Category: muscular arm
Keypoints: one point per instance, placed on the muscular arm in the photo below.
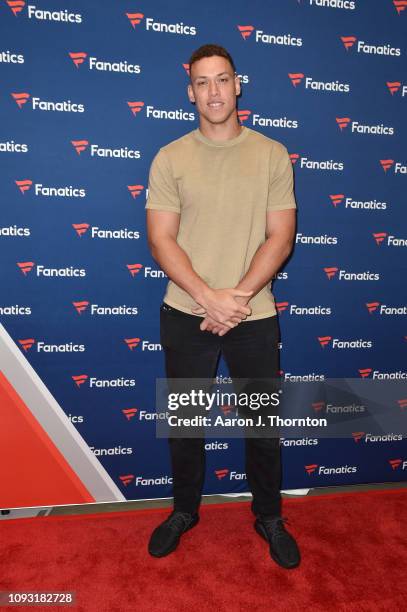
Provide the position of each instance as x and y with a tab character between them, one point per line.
268	259
220	304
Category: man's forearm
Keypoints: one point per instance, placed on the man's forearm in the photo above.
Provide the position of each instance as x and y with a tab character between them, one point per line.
267	260
177	265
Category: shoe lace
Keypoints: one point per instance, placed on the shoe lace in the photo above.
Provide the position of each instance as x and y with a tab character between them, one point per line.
179	521
275	524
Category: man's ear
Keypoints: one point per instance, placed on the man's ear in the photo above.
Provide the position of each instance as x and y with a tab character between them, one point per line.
191	94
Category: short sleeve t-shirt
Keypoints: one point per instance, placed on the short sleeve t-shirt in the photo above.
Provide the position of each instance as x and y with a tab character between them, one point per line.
222	192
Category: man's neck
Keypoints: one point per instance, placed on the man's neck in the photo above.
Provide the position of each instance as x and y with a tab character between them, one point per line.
220	132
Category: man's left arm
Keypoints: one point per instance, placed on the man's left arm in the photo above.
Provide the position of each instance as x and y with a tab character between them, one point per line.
268	259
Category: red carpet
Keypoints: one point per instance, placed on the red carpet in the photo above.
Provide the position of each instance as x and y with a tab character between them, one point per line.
354	558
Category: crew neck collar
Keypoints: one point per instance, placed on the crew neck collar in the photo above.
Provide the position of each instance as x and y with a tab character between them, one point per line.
222	143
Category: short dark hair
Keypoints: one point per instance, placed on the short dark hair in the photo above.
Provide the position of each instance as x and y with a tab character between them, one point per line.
210	51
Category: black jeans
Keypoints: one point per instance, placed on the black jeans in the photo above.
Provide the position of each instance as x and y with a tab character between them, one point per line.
250	351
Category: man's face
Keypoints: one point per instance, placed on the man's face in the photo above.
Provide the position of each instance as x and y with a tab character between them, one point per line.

Goal of the exercise: Start with the line above that contains "Category: short dark hair" and end with the line that contains "Category: black jeans". Write out those lines exactly, and only those.

Solution to this problem:
Category: short dark hair
Keypoints: one point per instance, placed on the short dark hair in the photo above.
Provide the position of each instance as x and y with a tab character between them, one point per line.
210	51
Category: black jeans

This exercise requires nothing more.